PROVIDED PASSAGE:
▶

His pregnant wife had already fled the Democratic Republic of the Congo when six armed men caught up to Marcel Kabongo Mafuku.

They beat him and tortured him using a screwdriver, leaving Mafuku with internal injuries that would go untreated for months. They stopped torturing him long enough for one of the men to tell Mafuku to leave his home country and never come back. Otherwise, he was warned, he would be killed.

“I tell them, ‘I leave the Congo,’ ” the 41-year-old Mafuku said softly. “I don’t die like my father.”

That moment in 2016, along with previous threats, set Mafuku on an extraordinary journey from Africa, through South and Central America and, finally, to the United States, where his request for asylum landed him in a series of immigration detention centers.

Mafuku is now one of about 80 Maine residents to be granted asylum in the last 12 months, and one of 26,000 people granted asylum nationwide each year. But his path to safety was by no means common.

Many who make their way to the United States to escape persecution in foreign countries obtain a temporary student or travel visa to enter the country legally and then apply for asylum. Those asylum seekers are allowed to live freely in communities such as Portland while they wait for their application to be decided, a process that can take years.


Details of individual asylum cases are kept confidential, including the interviews and documentation used to prove the applicant is in need of safe haven.

However, several key events described by Mafuku were confirmed through federal records and interviews with U.S. Immigration and Customs Enforcement. Other details that could not be verified, such as the threats and torture he endured, are consistent with the accounts of others who have escaped the Congo, according to an attorney who works with asylum seekers.

Affirmative grants of asylum nationwide, by federal fiscal year and by country of origin

Asylees are new arrivals who get permission to stay in the United States because it would not be safe to go home. There is no accurate count of asylees or asylum seekers in Maine, but here is the number of people nationwide who were granted affirmative asylum by year and country of origin. Affirmative means the applicant came forward to ask for asylum, while defensive means the applicant is seeking asylum in defense of a deportation action.

◀

AIM OF THE EXERCISE: Rewrite the passage of the article on Marcel Kabongo Mafuku's asylum case starting at "However, several key" and ending at "with asylum seekers.", changing "attorney" to "advocate".

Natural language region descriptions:
▶

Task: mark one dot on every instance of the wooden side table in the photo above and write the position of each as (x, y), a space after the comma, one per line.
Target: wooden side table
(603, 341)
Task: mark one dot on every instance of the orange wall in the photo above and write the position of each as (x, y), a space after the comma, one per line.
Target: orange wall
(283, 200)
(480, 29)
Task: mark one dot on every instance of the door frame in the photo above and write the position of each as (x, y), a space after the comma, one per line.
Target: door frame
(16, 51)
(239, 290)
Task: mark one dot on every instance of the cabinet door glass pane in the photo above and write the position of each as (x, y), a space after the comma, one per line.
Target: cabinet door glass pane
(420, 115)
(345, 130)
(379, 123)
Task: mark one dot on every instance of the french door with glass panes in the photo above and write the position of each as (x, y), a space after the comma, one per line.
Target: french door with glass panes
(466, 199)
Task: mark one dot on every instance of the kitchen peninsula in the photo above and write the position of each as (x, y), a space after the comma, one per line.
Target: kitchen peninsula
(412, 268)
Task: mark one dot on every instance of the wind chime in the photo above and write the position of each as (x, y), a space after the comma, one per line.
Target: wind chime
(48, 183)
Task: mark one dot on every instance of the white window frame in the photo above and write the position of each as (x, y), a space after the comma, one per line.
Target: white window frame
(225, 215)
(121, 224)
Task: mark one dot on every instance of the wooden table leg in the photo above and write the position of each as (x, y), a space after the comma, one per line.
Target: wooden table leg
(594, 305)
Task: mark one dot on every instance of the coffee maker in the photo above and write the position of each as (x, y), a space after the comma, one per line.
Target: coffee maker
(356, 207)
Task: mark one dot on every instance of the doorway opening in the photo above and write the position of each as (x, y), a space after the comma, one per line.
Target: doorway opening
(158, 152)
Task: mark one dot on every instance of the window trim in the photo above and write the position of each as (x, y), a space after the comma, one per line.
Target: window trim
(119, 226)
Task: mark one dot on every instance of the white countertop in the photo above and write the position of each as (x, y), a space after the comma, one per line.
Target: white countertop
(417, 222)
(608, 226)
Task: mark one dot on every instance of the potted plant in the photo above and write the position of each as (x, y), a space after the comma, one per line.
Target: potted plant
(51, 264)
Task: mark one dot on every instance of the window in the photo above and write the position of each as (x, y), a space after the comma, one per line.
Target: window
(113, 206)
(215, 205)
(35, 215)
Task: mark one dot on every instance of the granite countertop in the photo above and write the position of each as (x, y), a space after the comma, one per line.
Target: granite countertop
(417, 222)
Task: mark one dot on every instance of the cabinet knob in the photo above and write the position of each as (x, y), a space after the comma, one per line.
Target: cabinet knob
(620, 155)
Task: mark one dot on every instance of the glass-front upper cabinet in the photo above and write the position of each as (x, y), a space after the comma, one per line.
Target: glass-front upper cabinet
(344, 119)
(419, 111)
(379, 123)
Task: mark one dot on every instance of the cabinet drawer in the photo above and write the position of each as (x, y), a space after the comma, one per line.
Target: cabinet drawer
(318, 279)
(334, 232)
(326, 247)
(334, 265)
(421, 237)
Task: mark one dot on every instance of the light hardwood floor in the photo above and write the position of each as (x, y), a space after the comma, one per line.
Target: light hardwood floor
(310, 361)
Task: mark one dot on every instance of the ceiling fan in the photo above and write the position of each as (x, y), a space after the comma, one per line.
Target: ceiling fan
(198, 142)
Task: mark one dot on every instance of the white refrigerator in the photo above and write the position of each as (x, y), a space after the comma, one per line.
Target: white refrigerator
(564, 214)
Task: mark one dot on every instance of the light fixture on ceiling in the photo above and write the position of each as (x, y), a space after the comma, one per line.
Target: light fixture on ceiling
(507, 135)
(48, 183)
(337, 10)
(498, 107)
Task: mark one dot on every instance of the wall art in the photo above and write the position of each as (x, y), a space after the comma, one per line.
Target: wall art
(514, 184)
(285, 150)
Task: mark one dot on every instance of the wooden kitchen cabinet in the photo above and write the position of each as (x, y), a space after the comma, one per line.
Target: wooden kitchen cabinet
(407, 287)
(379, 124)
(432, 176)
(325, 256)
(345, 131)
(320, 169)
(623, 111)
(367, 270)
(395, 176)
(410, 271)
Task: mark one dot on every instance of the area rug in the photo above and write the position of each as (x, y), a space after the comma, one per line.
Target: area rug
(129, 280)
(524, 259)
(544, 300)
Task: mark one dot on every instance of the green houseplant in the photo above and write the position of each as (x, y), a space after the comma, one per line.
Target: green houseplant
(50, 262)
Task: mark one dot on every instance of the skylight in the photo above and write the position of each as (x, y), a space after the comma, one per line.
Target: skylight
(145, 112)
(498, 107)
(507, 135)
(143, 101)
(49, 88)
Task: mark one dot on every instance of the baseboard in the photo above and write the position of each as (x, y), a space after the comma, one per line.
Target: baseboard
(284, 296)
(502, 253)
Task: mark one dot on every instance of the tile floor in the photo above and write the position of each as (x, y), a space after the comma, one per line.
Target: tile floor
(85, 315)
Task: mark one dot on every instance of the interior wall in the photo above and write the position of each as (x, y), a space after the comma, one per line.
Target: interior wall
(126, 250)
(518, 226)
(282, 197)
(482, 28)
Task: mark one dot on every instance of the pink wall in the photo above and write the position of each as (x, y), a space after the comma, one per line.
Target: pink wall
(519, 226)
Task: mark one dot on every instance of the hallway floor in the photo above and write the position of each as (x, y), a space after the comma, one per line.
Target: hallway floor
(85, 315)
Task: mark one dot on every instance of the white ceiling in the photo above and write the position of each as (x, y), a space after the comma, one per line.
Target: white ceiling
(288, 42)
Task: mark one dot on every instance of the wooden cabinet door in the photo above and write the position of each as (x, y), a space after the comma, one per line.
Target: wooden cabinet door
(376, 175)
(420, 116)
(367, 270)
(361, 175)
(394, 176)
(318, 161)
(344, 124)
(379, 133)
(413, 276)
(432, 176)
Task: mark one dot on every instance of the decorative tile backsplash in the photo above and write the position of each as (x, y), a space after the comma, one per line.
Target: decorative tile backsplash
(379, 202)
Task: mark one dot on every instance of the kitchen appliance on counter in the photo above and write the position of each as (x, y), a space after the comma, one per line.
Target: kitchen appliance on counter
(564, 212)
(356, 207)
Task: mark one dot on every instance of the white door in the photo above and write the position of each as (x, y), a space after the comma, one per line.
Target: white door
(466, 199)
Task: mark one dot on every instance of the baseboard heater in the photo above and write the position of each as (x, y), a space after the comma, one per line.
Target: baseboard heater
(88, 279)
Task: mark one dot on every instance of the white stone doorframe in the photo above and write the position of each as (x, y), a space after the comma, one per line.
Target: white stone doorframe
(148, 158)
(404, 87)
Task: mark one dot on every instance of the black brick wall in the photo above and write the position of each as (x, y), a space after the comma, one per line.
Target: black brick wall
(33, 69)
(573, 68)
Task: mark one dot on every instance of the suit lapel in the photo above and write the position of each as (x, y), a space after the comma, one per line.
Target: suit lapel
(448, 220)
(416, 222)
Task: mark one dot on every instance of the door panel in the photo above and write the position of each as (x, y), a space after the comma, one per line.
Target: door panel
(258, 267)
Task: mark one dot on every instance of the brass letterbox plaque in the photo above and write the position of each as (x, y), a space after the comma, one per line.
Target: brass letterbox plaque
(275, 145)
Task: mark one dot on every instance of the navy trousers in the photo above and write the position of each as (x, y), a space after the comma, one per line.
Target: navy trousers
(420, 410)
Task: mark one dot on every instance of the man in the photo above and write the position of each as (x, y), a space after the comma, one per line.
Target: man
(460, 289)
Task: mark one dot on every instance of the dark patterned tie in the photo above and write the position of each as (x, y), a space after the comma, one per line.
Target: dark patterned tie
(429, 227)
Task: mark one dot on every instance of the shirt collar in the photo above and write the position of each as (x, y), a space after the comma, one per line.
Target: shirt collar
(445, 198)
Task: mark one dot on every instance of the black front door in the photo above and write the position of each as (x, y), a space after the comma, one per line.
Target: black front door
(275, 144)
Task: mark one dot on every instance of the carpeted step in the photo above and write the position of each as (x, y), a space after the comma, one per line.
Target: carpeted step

◀

EXERCISE OUTPUT:
However, several key events described by Mafuku were confirmed through federal records and interviews with U.S. Immigration and Customs Enforcement. Other details that could not be verified, such as the threats and torture he endured, are consistent with the accounts of others who have escaped the Congo, according to an advocate who works with asylum seekers.